GIVEN INSTRUCTION: Convert every line of the records below into a numbered list, skipping blank lines and omitting the pictures.

LISTING:
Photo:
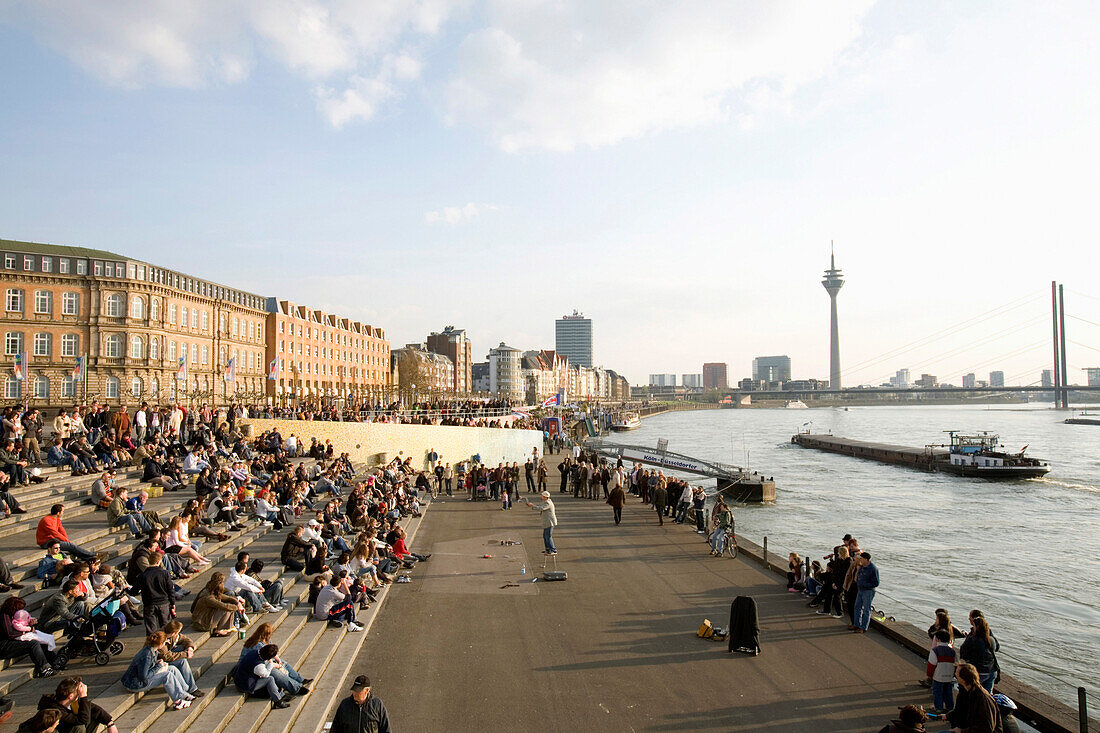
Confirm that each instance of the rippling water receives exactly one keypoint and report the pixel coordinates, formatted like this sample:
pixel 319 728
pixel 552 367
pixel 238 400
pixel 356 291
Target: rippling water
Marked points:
pixel 1025 551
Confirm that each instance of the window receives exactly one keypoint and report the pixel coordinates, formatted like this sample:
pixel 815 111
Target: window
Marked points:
pixel 112 306
pixel 14 301
pixel 13 343
pixel 43 302
pixel 112 346
pixel 70 304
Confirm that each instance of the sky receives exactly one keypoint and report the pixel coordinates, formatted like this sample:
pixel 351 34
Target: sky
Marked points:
pixel 675 171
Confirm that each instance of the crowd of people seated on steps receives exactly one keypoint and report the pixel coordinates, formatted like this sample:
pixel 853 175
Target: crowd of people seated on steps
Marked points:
pixel 342 532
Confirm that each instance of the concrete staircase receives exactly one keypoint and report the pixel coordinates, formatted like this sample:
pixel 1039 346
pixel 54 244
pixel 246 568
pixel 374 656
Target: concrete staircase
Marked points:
pixel 310 646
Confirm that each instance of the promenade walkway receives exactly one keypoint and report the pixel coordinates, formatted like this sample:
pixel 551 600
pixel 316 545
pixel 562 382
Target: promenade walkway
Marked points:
pixel 614 647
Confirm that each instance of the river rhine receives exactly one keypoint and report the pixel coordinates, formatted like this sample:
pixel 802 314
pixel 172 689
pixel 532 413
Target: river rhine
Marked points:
pixel 1024 551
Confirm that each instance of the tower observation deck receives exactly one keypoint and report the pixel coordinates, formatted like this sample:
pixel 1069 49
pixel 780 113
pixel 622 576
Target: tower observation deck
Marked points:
pixel 833 282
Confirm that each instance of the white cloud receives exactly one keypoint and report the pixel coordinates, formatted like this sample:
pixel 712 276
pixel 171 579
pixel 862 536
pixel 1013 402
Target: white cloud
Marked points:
pixel 455 215
pixel 572 73
pixel 362 48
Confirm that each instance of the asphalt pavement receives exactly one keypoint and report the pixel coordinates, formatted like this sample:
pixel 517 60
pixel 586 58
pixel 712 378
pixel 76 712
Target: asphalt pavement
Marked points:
pixel 472 644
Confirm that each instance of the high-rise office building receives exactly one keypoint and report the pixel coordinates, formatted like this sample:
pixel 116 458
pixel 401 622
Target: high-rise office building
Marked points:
pixel 573 338
pixel 452 342
pixel 833 282
pixel 692 381
pixel 771 369
pixel 715 375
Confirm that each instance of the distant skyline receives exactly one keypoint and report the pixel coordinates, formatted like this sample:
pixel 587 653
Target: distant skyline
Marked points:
pixel 674 172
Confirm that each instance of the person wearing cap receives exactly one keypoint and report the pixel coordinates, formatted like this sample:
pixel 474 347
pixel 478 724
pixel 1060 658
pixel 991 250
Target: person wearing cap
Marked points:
pixel 361 712
pixel 546 509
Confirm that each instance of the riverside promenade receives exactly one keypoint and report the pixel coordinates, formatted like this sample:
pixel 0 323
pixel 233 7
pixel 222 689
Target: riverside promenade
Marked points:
pixel 614 647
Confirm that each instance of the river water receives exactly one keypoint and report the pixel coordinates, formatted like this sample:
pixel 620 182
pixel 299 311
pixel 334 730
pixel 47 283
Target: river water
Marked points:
pixel 1023 551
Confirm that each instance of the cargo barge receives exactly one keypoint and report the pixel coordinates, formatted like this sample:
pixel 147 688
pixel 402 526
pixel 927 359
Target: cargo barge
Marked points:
pixel 968 455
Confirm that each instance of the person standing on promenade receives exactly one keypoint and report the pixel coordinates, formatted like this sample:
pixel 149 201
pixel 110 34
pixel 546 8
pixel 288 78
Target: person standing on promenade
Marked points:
pixel 979 649
pixel 563 469
pixel 549 522
pixel 617 499
pixel 660 499
pixel 867 580
pixel 361 712
pixel 975 710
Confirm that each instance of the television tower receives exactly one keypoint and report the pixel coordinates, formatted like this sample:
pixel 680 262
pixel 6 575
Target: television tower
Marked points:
pixel 833 283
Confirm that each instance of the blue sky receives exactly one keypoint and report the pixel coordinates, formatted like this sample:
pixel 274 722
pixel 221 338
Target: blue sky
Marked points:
pixel 674 170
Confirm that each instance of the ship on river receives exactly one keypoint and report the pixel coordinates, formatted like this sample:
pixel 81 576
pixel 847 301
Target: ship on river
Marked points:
pixel 972 455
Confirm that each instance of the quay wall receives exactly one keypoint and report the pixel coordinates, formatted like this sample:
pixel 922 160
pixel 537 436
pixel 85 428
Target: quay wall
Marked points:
pixel 1036 708
pixel 376 442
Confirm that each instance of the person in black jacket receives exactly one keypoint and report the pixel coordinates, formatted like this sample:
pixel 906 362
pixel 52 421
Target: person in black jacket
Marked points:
pixel 361 712
pixel 158 602
pixel 75 710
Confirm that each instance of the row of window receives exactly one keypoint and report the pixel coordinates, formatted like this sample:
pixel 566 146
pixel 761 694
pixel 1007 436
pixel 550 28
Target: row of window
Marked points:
pixel 42 346
pixel 341 339
pixel 40 387
pixel 323 352
pixel 102 269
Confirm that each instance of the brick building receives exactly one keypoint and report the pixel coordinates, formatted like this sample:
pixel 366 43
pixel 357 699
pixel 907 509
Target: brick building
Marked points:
pixel 322 358
pixel 452 342
pixel 133 320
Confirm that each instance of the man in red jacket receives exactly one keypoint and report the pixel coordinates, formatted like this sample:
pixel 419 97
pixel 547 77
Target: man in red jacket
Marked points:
pixel 50 527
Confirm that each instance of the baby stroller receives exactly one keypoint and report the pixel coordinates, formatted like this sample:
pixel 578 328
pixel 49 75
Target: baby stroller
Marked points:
pixel 97 633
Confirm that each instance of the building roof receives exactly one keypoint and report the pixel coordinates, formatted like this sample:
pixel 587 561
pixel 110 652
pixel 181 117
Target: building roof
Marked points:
pixel 61 250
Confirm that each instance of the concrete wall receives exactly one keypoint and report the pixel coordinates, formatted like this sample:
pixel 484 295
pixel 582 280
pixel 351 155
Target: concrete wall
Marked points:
pixel 366 440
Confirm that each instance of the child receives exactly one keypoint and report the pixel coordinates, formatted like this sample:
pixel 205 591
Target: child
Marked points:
pixel 941 670
pixel 23 622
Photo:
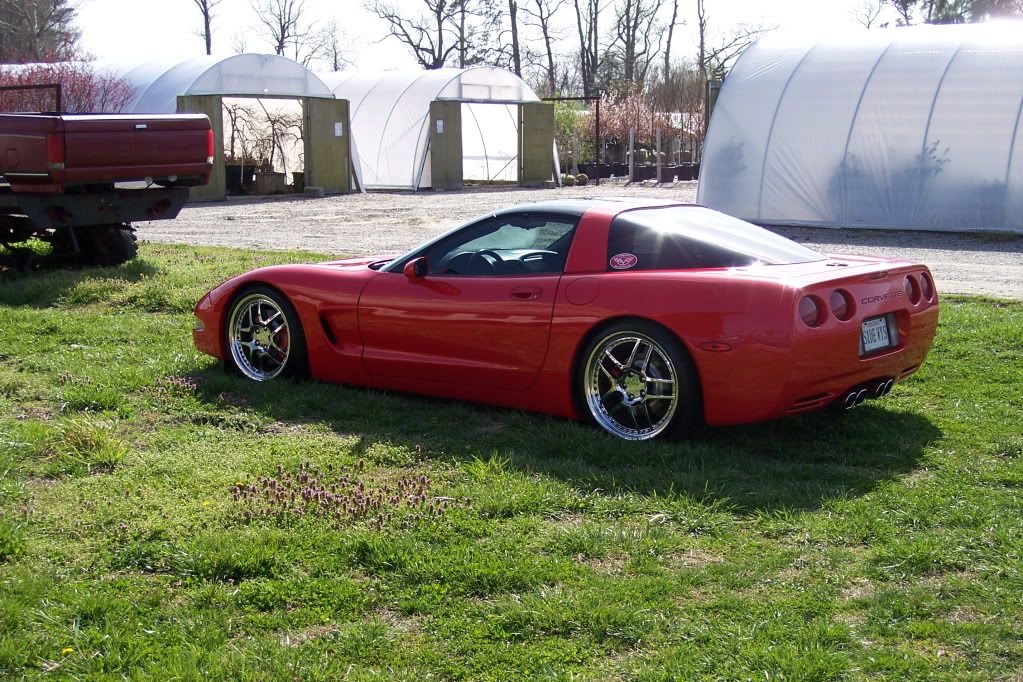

RESPONSE FOR THIS EXERCISE:
1. Photo:
2. Confirm that each instance of the rippling water receives exactly one keypoint and report the pixel coordinates, formatted like this sample:
3. pixel 319 728
4. pixel 552 367
5. pixel 238 400
6. pixel 356 291
7. Target: rippling water
8. Marked points:
9. pixel 1025 551
10. Confirm that each instance of the window receives exactly one keypoint and report the pixel coordinates, formatted like this sample:
11. pixel 815 111
12. Target: window
13. Marked points:
14. pixel 112 306
15. pixel 14 301
16. pixel 13 343
17. pixel 43 302
18. pixel 112 346
19. pixel 70 304
20. Confirm that each instance of the sky receives exactly one keypoint and report the pixel coordinates, formatted like this sample:
21. pixel 351 34
22. Target: sky
23. Marked points:
24. pixel 675 171
25. Confirm that each instance of the crowd of people seated on steps receives exactly one keypoint and report the pixel coordinates, formatted like this sample:
26. pixel 853 175
27. Target: crowd of people seated on steps
28. Marked points:
29. pixel 342 532
30. Confirm that each instance of the concrete staircase receives exactly one keypoint and report the pixel coordinates, formatted like this sample:
31. pixel 1039 346
32. pixel 54 244
33. pixel 246 568
34. pixel 374 656
35. Target: concrete staircase
36. Marked points:
37. pixel 310 646
38. Confirm that each instance of the promenade walkway receives exactly one keypoint and report the pixel coordinates, formatted like this sample:
39. pixel 551 600
40. pixel 316 545
41. pixel 562 382
42. Target: promenade walkway
43. Marked points:
44. pixel 614 647
45. Confirm that each instance of the river rhine receives exactly one keypoint and report the pixel coordinates, formatted like this sample:
46. pixel 802 314
47. pixel 172 689
48. pixel 532 413
49. Target: river rhine
50. Marked points:
51. pixel 1024 551
52. Confirm that each instance of the tower observation deck receives exactly one keypoint and report the pixel coordinates, formatted like this sample:
53. pixel 1069 49
54. pixel 780 113
55. pixel 622 576
56. Target: tower observation deck
57. Marked points:
58. pixel 833 282
59. Confirm that each instance of the white cloud receives exactly one keypoint and report the pixel coordinates, formatted like this sample:
60. pixel 712 276
61. pixel 171 579
62. pixel 862 536
63. pixel 1013 402
64. Target: white cloud
65. Marked points:
66. pixel 455 215
67. pixel 572 73
68. pixel 362 48
69. Confirm that each instance of the asphalt pavement receives exactly one keypoint and report the pixel coordinates, formatted like this sample:
70. pixel 517 60
71. pixel 586 58
72. pixel 712 378
73. pixel 76 712
74. Target: asphalt pavement
75. Marked points:
76. pixel 472 644
77. Confirm that each instance of the high-rise office building receives exactly one keypoint and report the pixel coordinates, formatted like this sample:
78. pixel 116 458
79. pixel 401 622
80. Target: high-rise office building
81. Marked points:
82. pixel 573 338
83. pixel 452 342
84. pixel 833 282
85. pixel 692 381
86. pixel 771 369
87. pixel 715 375
88. Confirm that each instance of the distant skyline receives exactly one keypoint and report the pixel coordinates, formatted like this sample:
89. pixel 587 653
90. Target: distant skyline
91. Marked points:
92. pixel 674 172
93. Confirm that each instance of the person wearing cap receives exactly one keypoint and report the pixel coordinates, formatted like this sample:
94. pixel 474 347
95. pixel 478 724
96. pixel 1060 658
97. pixel 991 250
98. Target: person wearing cap
99. Marked points:
100. pixel 361 712
101. pixel 546 509
102. Confirm that each instance of the riverside promenade receives exactly one keypoint and report the pixel coordinates, formatted like this sample:
103. pixel 0 323
104. pixel 233 7
105. pixel 222 689
106. Target: riverside promenade
107. Marked points:
108. pixel 614 647
109. Confirm that each instance of the river water receives exactly one keypoint and report the pixel coordinates, formatted like this sample:
110. pixel 620 182
111. pixel 299 311
112. pixel 334 730
113. pixel 47 283
114. Target: river water
115. Marked points:
116. pixel 1023 551
117. Confirm that each instance of the cargo barge receives exactly one keypoint and report the pixel coordinates, formatted like this sample:
118. pixel 147 688
119. pixel 402 526
120. pixel 927 359
121. Target: cargo barge
122. Marked points:
123. pixel 968 455
124. Confirm that each instance of the person standing on promenade receives exactly one keypoint and report the pixel coordinates, formatted like this sample:
125. pixel 149 201
126. pixel 110 34
127. pixel 546 8
128. pixel 288 78
129. Target: person standing on promenade
130. Marked points:
131. pixel 979 649
132. pixel 563 469
133. pixel 549 522
134. pixel 617 499
135. pixel 660 499
136. pixel 867 580
137. pixel 361 712
138. pixel 975 710
139. Confirm that each instance of the television tower receives exactly one keypoint and report the pixel coordinates, formatted like this sample:
140. pixel 680 262
141. pixel 6 575
142. Target: television tower
143. Marked points:
144. pixel 833 283
145. Confirm that each instance of the blue sky receives exactly one keypoint and report the pixel coordinates, formatted like this sample:
146. pixel 274 722
147. pixel 221 338
148. Target: blue sky
149. Marked points:
150. pixel 674 170
151. Confirm that each instance of the ship on river receives exactly one keypoint and report the pixel coordinates, formatted like this sample:
152. pixel 81 576
153. pixel 847 301
154. Target: ship on river
155. Marked points:
156. pixel 972 455
157. Confirm that each instance of the quay wall receives exactly one keypoint and report the pixel coordinates, formatted like this sample:
158. pixel 922 160
159. pixel 537 436
160. pixel 85 428
161. Target: quay wall
162. Marked points:
163. pixel 1036 708
164. pixel 376 442
165. Confirm that each instance of the person in black jacket receives exactly one keypoint and report the pixel coordinates, formatted like this sample:
166. pixel 906 362
167. pixel 52 421
168. Target: person in black jacket
169. Marked points:
170. pixel 361 712
171. pixel 158 602
172. pixel 75 710
173. Confirm that each instance of the row of window receives exactly one keypoint and report the pixel coordinates, formatted like this sample:
174. pixel 566 146
175. pixel 761 694
176. pixel 1007 436
177. pixel 550 28
178. Target: row of window
179. Marked points:
180. pixel 42 346
181. pixel 341 339
182. pixel 40 387
183. pixel 323 352
184. pixel 102 269
185. Confirm that each instance of the brick building receives exactly one keypoint and report the pixel coordinates, formatted like this sample:
186. pixel 366 43
187. pixel 357 699
188. pixel 907 509
189. Target: brick building
190. Marked points:
191. pixel 322 358
192. pixel 452 342
193. pixel 133 320
194. Confirm that each instance of the man in red jacket receives exactly one keypoint and report the pixel coordinates, formatted like this sample:
195. pixel 419 97
196. pixel 547 77
197. Target: man in red jacket
198. Marked points:
199. pixel 50 527
200. Confirm that each instance of the baby stroller receives exactly one keypoint and report the pixel coordinates, formatted like this sample:
201. pixel 578 328
202. pixel 49 75
203. Target: baby stroller
204. Marked points:
205. pixel 97 633
206. Confirm that each instance of the building roof receives exactly one keypoint and report the pixel coordinates, formatted like this sample:
207. pixel 587 561
208. pixel 110 652
209. pixel 181 117
210. Target: building roof
211. Marked points:
212. pixel 61 250
213. Confirm that each instance of the concrete wall receives exactly one keypoint and report the pixel coordinates, formatted like this sample:
214. pixel 484 295
215. pixel 582 280
216. pixel 351 155
217. Target: concrete wall
218. Marked points:
219. pixel 366 440
220. Confirm that each instance of the child receives exactly one keypoint and report the pixel coordinates, formatted like this sample:
221. pixel 205 591
222. Target: child
223. Marked points:
224. pixel 941 670
225. pixel 23 622
226. Photo:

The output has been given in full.